- [EXTRAIT]:
:::::
Russie : Poutine réélu

Sans surprise, Poutine a été réélu à la tête de la Fédération de Russie. Comme en 2000, il l'emporte au premier tour, mais avec une majorité accrue (71,2%), la plus large obtenue à un scrutin présidentiel russe.

C'est le troisième scrutin du genre depuis la dissolution de l'URSS, fin 1991. Le premier, en 1996, avait vu un très haut dignitaire du régime précédent, Eltsine, se succéder à lui-même tandis que les clans de la bureaucratie dirigeante dépeçaient l'économie ex-soviétique. En plus d'appauvrir la population de façon dramatique, cette curée gigantesque ne cessait d'affaiblir le pouvoir central, enjeu du combat entre appareils dirigeants pour s'approprier tout ce qu'ils pouvaient de la propriété de l'État, et d'un pouvoir qui pouvait donc être source d'enrichissement.

Le krach financier de 1998 enfonça encore plus la Russie dans la crise. Le 31 décembre 1999, dans une ambiance de fin de règne marquée par d'énormes scandales financiers au sommet, Eltsine démissionna en faveur de Poutine qui, fraîchement nommé Premier ministre, n'était pas encore atteint par le discrédit frappant les hommes du Kremlin.

L'alcoolique Eltsine, entouré de favoris pillant les caisses de l'État, incarnait la faiblesse d'un pouvoir en proie au gangstérisme des cliques dirigeantes. En revanche, l'ex-chef de la police politique Poutine voulait donner l'image d'un homme à poigne qui saurait restaurer l'autorité d'un État à la dérive. Sa première cible fut la république sécessionniste de Tchétchénie, où il se faisait fort de ramener l'ordre, comme dans toute la Fédération russe.
:::::
- [CONSIGNES]:
• A. D'après l'extrait sur la réélection de Poutine, quelle part des suffrages Poutine a-t-il obtenue ?
• B. Relevez toutes les années citées dans l'extrait sur la réélection de Poutine.
• C. Poursuivez le texte sur la réélection de Poutine à partir de sa dernière phrase.

- [DONNÉES FOURNIES]:
:::::
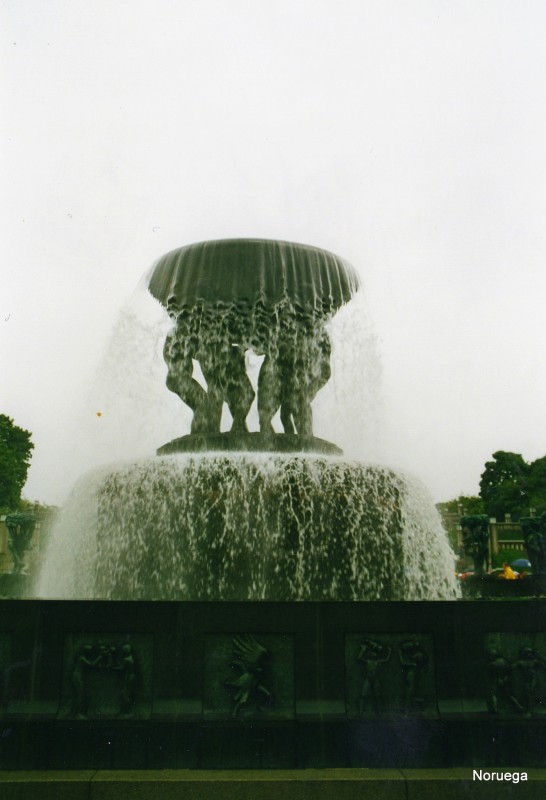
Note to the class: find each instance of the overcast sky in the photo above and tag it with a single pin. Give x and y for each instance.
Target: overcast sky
(408, 136)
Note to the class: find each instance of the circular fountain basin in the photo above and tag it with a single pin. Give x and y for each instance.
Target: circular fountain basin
(245, 526)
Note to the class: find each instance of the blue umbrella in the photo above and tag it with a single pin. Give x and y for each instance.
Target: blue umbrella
(521, 563)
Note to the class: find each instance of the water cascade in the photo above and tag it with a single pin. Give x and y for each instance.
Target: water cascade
(241, 515)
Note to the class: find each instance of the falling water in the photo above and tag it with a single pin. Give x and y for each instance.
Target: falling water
(249, 527)
(240, 525)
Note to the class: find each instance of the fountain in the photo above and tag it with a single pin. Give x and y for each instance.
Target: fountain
(245, 515)
(347, 667)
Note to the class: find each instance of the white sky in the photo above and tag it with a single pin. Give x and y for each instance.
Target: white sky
(408, 136)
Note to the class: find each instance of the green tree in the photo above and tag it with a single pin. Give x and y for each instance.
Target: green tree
(15, 454)
(536, 487)
(503, 485)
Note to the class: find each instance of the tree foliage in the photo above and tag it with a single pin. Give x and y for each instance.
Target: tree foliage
(510, 485)
(15, 454)
(464, 504)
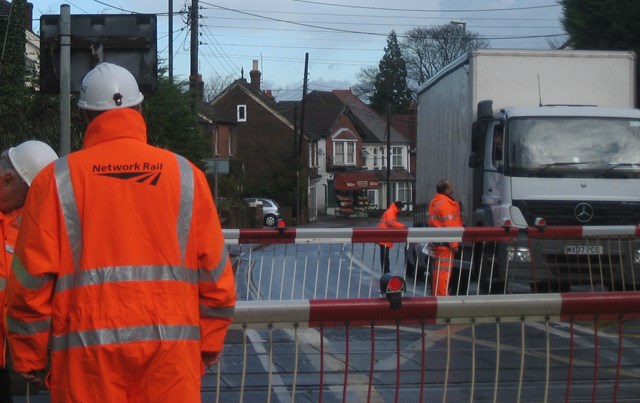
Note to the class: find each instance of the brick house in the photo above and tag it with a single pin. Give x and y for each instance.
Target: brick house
(352, 147)
(258, 138)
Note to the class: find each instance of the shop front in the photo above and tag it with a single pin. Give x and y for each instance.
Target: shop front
(352, 192)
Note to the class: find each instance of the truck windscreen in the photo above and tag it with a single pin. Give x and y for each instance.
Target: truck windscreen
(573, 147)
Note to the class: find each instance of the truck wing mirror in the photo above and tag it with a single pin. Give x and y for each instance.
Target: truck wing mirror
(474, 160)
(477, 134)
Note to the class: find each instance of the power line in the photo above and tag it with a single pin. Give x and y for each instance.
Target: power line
(427, 10)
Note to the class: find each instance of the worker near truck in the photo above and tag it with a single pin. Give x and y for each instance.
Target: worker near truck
(18, 166)
(120, 267)
(444, 211)
(389, 220)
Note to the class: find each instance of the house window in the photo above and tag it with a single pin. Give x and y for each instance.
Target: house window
(396, 157)
(403, 192)
(344, 152)
(313, 155)
(232, 146)
(242, 113)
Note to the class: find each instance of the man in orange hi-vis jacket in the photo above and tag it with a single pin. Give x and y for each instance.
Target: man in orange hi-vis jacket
(120, 263)
(18, 166)
(444, 212)
(389, 219)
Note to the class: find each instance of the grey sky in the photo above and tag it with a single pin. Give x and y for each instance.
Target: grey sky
(341, 36)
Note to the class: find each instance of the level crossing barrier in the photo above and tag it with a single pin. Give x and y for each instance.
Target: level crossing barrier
(567, 347)
(330, 263)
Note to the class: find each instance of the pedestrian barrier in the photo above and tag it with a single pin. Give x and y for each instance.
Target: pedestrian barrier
(571, 347)
(330, 263)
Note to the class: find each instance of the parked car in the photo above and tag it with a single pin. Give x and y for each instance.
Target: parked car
(270, 209)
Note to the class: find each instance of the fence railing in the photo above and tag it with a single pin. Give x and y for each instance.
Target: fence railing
(329, 263)
(492, 348)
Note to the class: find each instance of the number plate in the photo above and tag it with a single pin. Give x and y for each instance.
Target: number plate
(583, 250)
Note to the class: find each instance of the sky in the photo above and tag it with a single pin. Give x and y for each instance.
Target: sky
(340, 36)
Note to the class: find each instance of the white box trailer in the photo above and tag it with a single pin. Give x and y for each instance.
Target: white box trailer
(569, 129)
(447, 102)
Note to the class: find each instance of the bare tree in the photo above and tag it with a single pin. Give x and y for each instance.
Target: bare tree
(427, 50)
(366, 82)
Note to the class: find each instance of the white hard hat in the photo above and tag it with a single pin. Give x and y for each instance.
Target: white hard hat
(30, 157)
(109, 86)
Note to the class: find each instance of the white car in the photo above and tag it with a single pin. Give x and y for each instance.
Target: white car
(270, 209)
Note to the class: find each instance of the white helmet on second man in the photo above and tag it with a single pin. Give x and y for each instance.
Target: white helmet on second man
(30, 157)
(109, 86)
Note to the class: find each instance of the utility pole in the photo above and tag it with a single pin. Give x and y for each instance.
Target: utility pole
(170, 39)
(389, 201)
(194, 77)
(65, 79)
(300, 134)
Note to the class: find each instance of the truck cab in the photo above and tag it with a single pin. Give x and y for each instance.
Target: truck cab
(558, 165)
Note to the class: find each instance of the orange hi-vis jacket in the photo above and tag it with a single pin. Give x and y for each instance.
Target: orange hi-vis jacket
(120, 260)
(9, 224)
(445, 212)
(390, 220)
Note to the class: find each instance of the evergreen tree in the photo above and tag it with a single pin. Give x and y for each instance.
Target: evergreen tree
(391, 88)
(12, 72)
(171, 122)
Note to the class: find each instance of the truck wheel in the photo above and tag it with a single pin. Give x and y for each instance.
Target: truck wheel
(488, 270)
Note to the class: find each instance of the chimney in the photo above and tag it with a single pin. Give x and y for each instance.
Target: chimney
(28, 15)
(254, 74)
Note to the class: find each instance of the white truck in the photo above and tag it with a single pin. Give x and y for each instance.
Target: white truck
(533, 136)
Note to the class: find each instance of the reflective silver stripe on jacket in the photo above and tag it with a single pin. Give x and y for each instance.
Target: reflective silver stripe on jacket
(28, 328)
(213, 312)
(445, 218)
(101, 337)
(118, 274)
(69, 208)
(186, 205)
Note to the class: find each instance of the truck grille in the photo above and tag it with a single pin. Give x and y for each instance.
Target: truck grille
(564, 212)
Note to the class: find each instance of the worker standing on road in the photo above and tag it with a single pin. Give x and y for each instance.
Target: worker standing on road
(389, 220)
(444, 212)
(18, 166)
(120, 263)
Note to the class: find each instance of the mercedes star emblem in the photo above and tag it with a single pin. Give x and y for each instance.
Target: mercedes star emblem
(583, 212)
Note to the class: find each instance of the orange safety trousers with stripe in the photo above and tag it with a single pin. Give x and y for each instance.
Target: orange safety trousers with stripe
(9, 224)
(120, 262)
(442, 270)
(443, 212)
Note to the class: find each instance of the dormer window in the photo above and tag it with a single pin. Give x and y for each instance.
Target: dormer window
(242, 113)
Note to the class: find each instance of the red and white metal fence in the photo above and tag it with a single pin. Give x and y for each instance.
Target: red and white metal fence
(319, 263)
(492, 348)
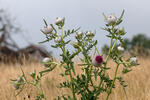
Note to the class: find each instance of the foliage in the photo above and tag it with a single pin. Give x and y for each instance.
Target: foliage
(84, 85)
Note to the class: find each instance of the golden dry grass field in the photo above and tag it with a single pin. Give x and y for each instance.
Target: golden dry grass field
(138, 82)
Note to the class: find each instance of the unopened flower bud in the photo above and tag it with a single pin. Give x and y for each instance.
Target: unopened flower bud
(97, 61)
(58, 39)
(134, 60)
(59, 20)
(47, 29)
(111, 19)
(120, 48)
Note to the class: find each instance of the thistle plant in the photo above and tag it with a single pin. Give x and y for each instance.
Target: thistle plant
(94, 79)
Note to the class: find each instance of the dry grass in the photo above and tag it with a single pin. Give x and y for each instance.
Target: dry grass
(138, 83)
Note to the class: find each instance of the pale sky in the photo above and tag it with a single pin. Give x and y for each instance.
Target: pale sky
(86, 14)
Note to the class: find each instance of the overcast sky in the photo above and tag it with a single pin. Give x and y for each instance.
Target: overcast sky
(86, 14)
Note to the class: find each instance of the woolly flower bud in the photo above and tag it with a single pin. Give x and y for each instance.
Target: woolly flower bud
(59, 20)
(97, 61)
(47, 29)
(58, 39)
(45, 60)
(111, 18)
(16, 85)
(120, 48)
(134, 60)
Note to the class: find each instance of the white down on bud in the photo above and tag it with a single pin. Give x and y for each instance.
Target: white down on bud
(111, 18)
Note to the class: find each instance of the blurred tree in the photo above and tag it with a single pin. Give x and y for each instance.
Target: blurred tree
(138, 45)
(7, 28)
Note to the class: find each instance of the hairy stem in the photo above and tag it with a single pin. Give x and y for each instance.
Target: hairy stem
(114, 79)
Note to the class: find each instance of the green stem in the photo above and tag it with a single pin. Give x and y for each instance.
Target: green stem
(114, 79)
(72, 86)
(64, 52)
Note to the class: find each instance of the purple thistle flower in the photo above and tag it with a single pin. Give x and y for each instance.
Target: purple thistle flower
(97, 61)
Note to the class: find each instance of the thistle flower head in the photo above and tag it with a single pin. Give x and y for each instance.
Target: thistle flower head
(120, 48)
(79, 35)
(134, 60)
(19, 79)
(111, 19)
(97, 61)
(46, 59)
(47, 30)
(75, 44)
(90, 34)
(16, 85)
(59, 20)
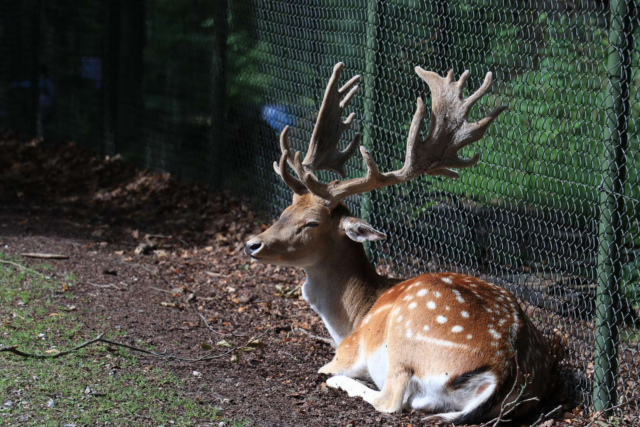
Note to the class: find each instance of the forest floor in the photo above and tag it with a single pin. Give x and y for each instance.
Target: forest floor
(157, 264)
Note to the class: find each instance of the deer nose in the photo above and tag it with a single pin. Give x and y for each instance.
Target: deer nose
(252, 247)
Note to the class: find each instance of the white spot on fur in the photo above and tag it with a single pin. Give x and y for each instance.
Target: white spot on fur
(458, 296)
(494, 334)
(442, 343)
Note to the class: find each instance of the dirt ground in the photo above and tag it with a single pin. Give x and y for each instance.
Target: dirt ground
(161, 261)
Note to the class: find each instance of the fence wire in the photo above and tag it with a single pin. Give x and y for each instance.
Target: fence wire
(202, 89)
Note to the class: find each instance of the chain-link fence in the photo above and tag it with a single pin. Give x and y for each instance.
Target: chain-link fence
(203, 88)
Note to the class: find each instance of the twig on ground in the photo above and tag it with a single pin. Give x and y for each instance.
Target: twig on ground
(44, 256)
(507, 407)
(544, 416)
(161, 290)
(316, 337)
(21, 267)
(14, 350)
(212, 274)
(109, 285)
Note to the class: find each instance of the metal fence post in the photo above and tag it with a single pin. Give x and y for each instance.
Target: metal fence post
(130, 75)
(111, 69)
(34, 74)
(218, 100)
(369, 101)
(611, 207)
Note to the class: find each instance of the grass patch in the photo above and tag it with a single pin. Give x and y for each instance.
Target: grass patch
(94, 386)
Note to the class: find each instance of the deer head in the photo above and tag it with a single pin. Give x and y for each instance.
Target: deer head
(317, 221)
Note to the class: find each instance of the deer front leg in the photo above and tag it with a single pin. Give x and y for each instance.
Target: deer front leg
(353, 388)
(348, 361)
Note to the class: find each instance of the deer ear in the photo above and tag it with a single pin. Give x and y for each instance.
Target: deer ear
(360, 230)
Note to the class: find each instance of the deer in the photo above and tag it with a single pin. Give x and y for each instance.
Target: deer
(448, 344)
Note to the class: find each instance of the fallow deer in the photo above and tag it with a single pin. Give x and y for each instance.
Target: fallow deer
(448, 344)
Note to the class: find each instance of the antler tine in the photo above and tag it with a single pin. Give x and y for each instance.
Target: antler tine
(449, 131)
(323, 153)
(281, 167)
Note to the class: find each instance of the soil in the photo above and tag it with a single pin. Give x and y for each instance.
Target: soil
(155, 257)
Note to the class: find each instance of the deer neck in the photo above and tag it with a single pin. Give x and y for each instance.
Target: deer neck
(342, 288)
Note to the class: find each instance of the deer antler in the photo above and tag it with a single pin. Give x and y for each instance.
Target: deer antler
(449, 132)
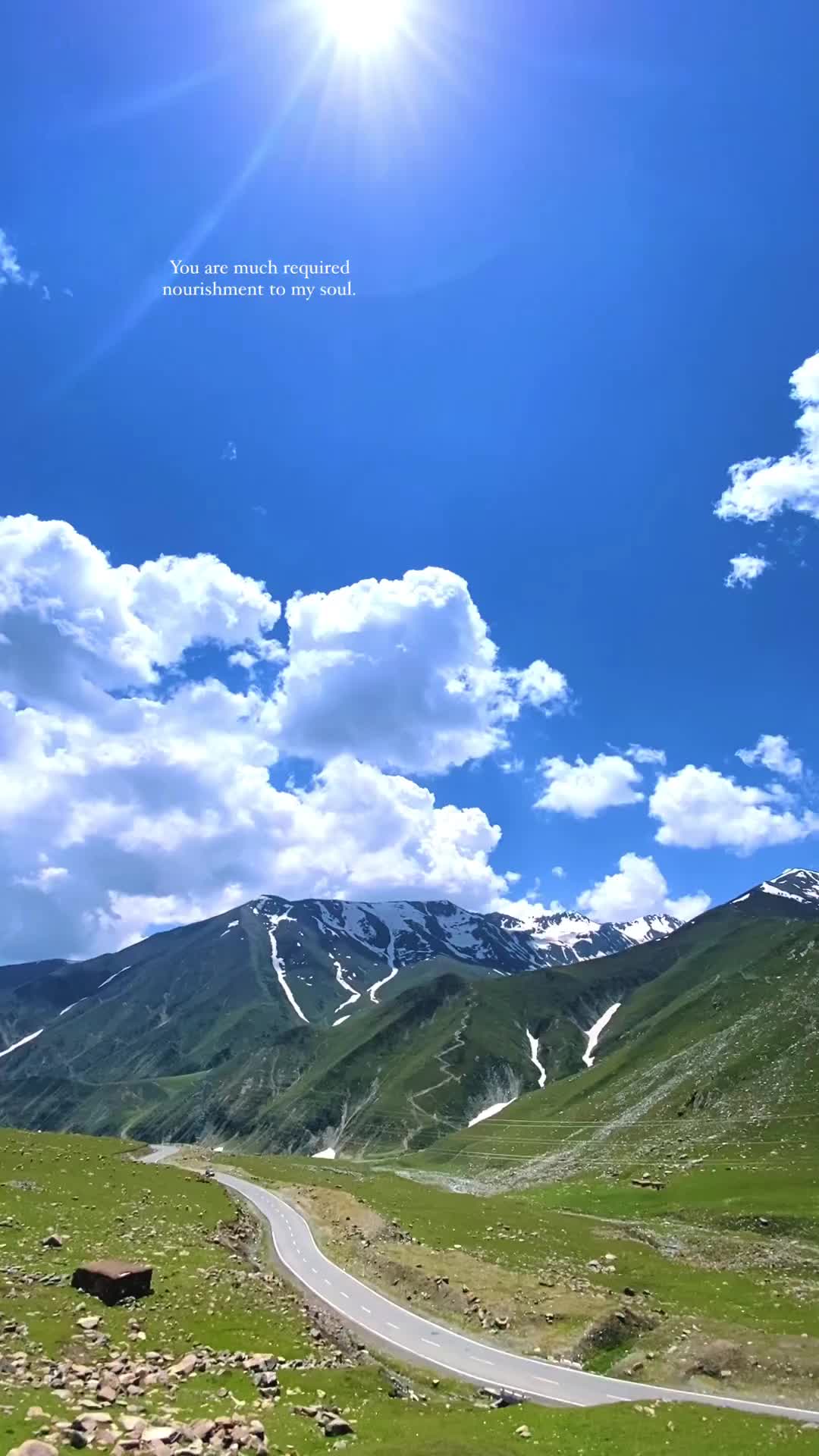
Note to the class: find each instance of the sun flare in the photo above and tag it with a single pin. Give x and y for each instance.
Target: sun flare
(363, 25)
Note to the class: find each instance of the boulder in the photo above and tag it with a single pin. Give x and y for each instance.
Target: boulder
(112, 1282)
(337, 1426)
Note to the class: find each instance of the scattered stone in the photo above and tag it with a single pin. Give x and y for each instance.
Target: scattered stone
(337, 1426)
(186, 1366)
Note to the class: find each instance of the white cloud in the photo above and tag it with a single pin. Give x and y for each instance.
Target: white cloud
(774, 753)
(77, 625)
(640, 755)
(701, 808)
(761, 488)
(133, 797)
(539, 685)
(11, 270)
(588, 788)
(639, 889)
(745, 570)
(403, 673)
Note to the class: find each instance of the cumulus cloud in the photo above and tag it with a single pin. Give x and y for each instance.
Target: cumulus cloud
(404, 673)
(74, 623)
(701, 808)
(774, 753)
(588, 788)
(640, 755)
(639, 889)
(11, 271)
(745, 570)
(764, 487)
(133, 795)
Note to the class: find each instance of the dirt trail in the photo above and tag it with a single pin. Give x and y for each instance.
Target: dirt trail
(423, 1117)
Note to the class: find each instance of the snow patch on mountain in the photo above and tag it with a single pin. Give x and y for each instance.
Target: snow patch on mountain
(490, 1111)
(595, 1033)
(273, 921)
(346, 986)
(22, 1041)
(535, 1057)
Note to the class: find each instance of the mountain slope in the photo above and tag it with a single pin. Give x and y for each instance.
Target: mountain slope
(714, 1057)
(330, 1025)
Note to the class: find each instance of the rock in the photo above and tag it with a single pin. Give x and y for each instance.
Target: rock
(111, 1280)
(186, 1366)
(203, 1430)
(337, 1426)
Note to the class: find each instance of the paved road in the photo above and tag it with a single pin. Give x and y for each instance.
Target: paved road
(447, 1350)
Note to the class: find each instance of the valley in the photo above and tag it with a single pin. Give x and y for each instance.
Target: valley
(608, 1163)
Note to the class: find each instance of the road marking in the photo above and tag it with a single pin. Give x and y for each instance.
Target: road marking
(586, 1379)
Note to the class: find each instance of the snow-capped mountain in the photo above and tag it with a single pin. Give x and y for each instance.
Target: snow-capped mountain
(798, 886)
(583, 940)
(290, 1017)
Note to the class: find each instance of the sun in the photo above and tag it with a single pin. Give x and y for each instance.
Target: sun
(363, 25)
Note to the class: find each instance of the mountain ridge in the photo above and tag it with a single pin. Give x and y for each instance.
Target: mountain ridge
(327, 1024)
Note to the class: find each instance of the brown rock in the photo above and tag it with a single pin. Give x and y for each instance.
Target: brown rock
(337, 1426)
(203, 1429)
(111, 1280)
(186, 1366)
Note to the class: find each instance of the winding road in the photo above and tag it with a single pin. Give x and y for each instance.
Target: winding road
(447, 1350)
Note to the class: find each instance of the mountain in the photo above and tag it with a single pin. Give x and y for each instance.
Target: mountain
(710, 1065)
(311, 1025)
(319, 959)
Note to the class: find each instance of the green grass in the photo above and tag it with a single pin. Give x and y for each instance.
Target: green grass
(105, 1204)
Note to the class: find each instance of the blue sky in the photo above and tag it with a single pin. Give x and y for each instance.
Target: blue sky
(583, 245)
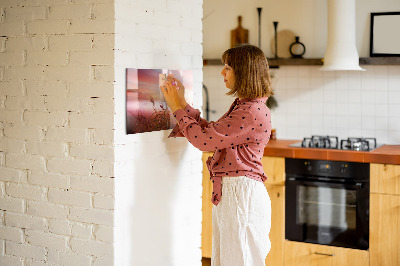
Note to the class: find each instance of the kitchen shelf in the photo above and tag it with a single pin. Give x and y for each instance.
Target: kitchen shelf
(274, 63)
(380, 61)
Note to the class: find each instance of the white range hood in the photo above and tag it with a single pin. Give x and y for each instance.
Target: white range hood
(341, 51)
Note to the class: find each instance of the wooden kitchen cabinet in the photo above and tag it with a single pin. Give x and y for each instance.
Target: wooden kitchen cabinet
(385, 178)
(274, 168)
(384, 237)
(305, 254)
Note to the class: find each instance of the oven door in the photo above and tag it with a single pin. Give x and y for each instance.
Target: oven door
(327, 213)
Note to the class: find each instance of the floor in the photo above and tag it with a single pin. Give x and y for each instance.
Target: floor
(206, 261)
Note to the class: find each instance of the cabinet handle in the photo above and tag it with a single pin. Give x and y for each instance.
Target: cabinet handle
(324, 254)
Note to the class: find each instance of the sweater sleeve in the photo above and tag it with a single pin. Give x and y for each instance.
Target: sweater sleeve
(229, 131)
(193, 113)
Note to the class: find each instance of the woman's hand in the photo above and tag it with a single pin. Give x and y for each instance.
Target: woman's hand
(181, 90)
(171, 94)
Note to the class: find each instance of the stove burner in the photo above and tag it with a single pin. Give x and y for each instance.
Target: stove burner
(358, 144)
(332, 142)
(328, 142)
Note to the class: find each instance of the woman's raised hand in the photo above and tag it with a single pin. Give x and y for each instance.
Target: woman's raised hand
(171, 94)
(181, 91)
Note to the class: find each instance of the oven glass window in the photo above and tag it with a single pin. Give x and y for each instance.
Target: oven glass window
(326, 207)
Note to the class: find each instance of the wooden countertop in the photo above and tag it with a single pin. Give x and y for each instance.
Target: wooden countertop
(389, 154)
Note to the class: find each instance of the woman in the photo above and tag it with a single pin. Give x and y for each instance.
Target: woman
(242, 208)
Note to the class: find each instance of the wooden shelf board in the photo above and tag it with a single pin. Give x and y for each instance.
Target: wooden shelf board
(275, 62)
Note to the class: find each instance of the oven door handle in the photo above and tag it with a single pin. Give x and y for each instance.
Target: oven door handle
(357, 185)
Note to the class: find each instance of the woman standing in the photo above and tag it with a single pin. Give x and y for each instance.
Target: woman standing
(242, 208)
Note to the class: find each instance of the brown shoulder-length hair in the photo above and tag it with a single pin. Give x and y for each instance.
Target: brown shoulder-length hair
(250, 66)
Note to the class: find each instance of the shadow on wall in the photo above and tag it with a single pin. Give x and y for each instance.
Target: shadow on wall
(153, 226)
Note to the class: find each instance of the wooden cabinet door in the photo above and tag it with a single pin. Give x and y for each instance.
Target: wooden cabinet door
(384, 236)
(274, 168)
(385, 178)
(304, 254)
(206, 226)
(277, 233)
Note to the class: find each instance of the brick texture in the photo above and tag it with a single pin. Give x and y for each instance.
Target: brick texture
(56, 124)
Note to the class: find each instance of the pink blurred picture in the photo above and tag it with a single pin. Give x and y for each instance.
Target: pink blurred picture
(146, 109)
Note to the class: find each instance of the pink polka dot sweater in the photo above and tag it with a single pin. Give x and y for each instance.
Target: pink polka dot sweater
(238, 139)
:::::
- [CORRIGÉ]:
• A. 71,2 %

• B. 2000, 1991, 1996, 1998, 1999

• C.
Poutine et son bilan

Quatre années de massacres plus tard, la guerre n'en finit pas dans cette Tchétchénie désormais livrée à un président local désigné par Poutine, un chef de guerre rallié au Kremlin, dont les gangs prétendent "sécuriser le territoire" en terrorisant la population. Dans le reste du pays, Poutine se flatte d'avoir mis un terme au chaos et à l'instabilité politiques légués par Eltsine. Dans les régions, transformées en fiefs privés par les chefs de la bureaucratie, Poutine a obtenu de ceux-ci qu'ils lui fassent allégeance, en échange de quoi il ne s'immisce pas dans leurs affaires. Quant aux médias, plus aucun ou presque ne s'aventure à critiquer Poutine, qui les a repris en main dès 2000, notamment en exilant et expropriant deux favoris d'Eltsine qui avaient raflé une bonne partie de la presse, en même temps que d'autres pans de l'économie.

Le Kremlin rappelait ainsi, à ceux qui avaient jusqu'alors profité de la faiblesse de l'État central pour s'enrichir de façon fulgurante, qu'ils devaient leur position au bon vouloir des autorités. Et pour ceux qui l'oublieraient, depuis octobre 2003, il fait mijoter en prison l'homme le plus riche du pays, Khodorkovski, dont la compagnie pétrolière pourrait revenir, sinon à l'État, du moins aux hauts appareils de l'armée, de la police et des services secrets.

Un mieux en trompe-l'oeil...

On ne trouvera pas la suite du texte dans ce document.